Make an exact copy of every record that follows.

★ ★ ★

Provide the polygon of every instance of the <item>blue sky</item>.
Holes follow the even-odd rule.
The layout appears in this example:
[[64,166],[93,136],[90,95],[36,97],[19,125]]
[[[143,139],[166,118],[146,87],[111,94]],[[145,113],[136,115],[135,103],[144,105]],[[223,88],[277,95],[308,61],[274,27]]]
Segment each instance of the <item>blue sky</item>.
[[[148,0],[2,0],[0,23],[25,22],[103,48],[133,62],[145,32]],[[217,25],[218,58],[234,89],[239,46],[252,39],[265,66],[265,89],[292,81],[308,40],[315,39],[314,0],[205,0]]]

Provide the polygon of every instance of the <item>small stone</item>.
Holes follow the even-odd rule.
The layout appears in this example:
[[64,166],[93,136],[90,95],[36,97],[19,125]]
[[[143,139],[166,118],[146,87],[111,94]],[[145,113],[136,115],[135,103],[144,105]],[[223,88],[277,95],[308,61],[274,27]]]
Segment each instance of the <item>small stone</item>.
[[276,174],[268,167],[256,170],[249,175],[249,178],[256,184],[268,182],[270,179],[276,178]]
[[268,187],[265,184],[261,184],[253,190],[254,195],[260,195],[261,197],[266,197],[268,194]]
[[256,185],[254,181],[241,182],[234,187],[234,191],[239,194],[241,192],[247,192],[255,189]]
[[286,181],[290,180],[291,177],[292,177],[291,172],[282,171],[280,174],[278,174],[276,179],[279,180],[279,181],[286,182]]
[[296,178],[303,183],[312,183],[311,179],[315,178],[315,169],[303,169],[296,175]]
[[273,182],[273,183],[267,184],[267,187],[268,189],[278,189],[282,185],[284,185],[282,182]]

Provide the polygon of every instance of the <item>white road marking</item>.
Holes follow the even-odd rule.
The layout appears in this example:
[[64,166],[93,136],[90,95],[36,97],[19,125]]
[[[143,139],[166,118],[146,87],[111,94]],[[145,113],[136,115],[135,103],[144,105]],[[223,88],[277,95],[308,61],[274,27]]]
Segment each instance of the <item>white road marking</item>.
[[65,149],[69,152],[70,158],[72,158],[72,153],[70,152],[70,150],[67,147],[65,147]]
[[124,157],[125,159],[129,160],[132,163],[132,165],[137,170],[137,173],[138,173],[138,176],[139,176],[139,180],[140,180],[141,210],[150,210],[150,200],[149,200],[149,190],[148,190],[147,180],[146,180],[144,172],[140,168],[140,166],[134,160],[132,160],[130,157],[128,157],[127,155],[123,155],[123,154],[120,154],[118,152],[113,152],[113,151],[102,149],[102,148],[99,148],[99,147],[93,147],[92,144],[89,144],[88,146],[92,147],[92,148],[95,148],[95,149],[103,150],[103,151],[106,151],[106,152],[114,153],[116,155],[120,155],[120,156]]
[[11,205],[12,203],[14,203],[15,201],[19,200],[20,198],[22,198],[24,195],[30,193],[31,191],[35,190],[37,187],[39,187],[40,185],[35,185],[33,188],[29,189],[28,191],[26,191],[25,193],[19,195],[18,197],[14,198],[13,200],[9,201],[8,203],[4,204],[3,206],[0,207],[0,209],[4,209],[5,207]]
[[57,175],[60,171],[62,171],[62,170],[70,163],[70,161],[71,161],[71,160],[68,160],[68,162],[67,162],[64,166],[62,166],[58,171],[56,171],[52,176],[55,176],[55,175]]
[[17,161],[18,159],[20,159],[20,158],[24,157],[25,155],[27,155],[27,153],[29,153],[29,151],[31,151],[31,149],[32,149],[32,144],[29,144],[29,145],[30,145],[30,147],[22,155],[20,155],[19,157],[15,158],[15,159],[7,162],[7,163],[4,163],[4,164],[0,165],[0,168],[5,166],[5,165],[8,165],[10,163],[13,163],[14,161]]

★ ★ ★

## WRITTEN SOLUTION:
Provide the polygon of every instance of the <item>blue sky</item>.
Holes follow the even-odd rule.
The layout appears in this example:
[[64,166],[93,136],[90,95],[36,97],[19,125]]
[[[143,139],[166,118],[146,87],[111,94]],[[145,113],[136,115],[135,103],[144,105]],[[223,88],[277,95],[308,61],[274,27]]]
Segment each instance of the <item>blue sky</item>.
[[[148,0],[2,0],[0,23],[25,22],[103,48],[133,62],[145,32]],[[217,25],[218,58],[234,89],[239,46],[252,39],[265,66],[265,89],[292,81],[308,40],[315,39],[314,0],[205,0]]]

Provide the polygon of every instance of the <item>small stone</item>.
Holes follow the even-odd rule.
The layout appears in this example:
[[64,166],[93,136],[90,95],[36,97],[19,125]]
[[[143,139],[166,118],[146,87],[111,94]],[[145,113],[136,115],[135,103],[144,105]],[[223,88],[277,95],[308,61],[274,27]]]
Segment each instance of the <item>small stone</item>.
[[276,174],[268,167],[256,170],[249,175],[249,178],[256,184],[268,182],[270,179],[276,178]]
[[268,187],[265,184],[261,184],[253,190],[254,195],[260,195],[261,197],[266,197],[268,194]]
[[256,185],[254,181],[241,182],[234,187],[234,191],[239,194],[241,192],[247,192],[255,189]]
[[286,181],[290,180],[291,177],[292,177],[291,172],[282,171],[280,174],[278,174],[276,179],[279,180],[279,181],[286,182]]
[[296,178],[303,183],[312,183],[311,179],[315,178],[315,169],[303,169],[296,175]]
[[273,182],[273,183],[267,184],[267,187],[268,189],[278,189],[282,185],[284,185],[282,182]]

Provide the polygon of every instance of the <item>white road marking</item>.
Holes follow the even-odd rule.
The layout appears in this example:
[[64,166],[93,136],[90,95],[36,97],[19,125]]
[[[143,139],[166,118],[146,87],[111,94]],[[145,113],[136,115],[135,103],[144,105]],[[223,88],[277,95],[308,61],[274,27]]]
Segment each instance of the <item>white road marking</item>.
[[65,149],[69,152],[70,158],[72,158],[72,153],[70,152],[70,150],[67,147],[65,147]]
[[124,157],[125,159],[129,160],[132,163],[132,165],[137,170],[137,173],[138,173],[138,176],[139,176],[139,180],[140,180],[141,210],[150,210],[150,200],[149,200],[149,190],[148,190],[147,180],[146,180],[144,172],[140,168],[140,166],[134,160],[132,160],[130,157],[128,157],[127,155],[123,155],[123,154],[120,154],[118,152],[113,152],[113,151],[102,149],[102,148],[99,148],[99,147],[93,147],[92,144],[89,144],[88,146],[92,147],[92,148],[95,148],[95,149],[103,150],[103,151],[106,151],[106,152],[114,153],[116,155],[120,155],[120,156]]
[[11,205],[12,203],[14,203],[15,201],[19,200],[20,198],[22,198],[24,195],[30,193],[31,191],[35,190],[37,187],[39,187],[40,185],[35,185],[33,188],[29,189],[28,191],[26,191],[25,193],[19,195],[18,197],[14,198],[13,200],[9,201],[8,203],[4,204],[3,206],[0,207],[0,209],[4,209],[5,207]]
[[57,175],[60,171],[62,171],[62,170],[70,163],[70,161],[71,161],[71,160],[68,160],[68,162],[67,162],[64,166],[62,166],[58,171],[56,171],[52,176],[55,176],[55,175]]
[[17,161],[18,159],[20,159],[20,158],[24,157],[25,155],[27,155],[27,153],[29,153],[29,151],[31,151],[31,149],[32,149],[32,144],[29,144],[29,145],[30,145],[30,147],[22,155],[20,155],[19,157],[15,158],[15,159],[7,162],[7,163],[4,163],[4,164],[0,165],[0,168],[5,166],[5,165],[8,165],[10,163],[13,163],[14,161]]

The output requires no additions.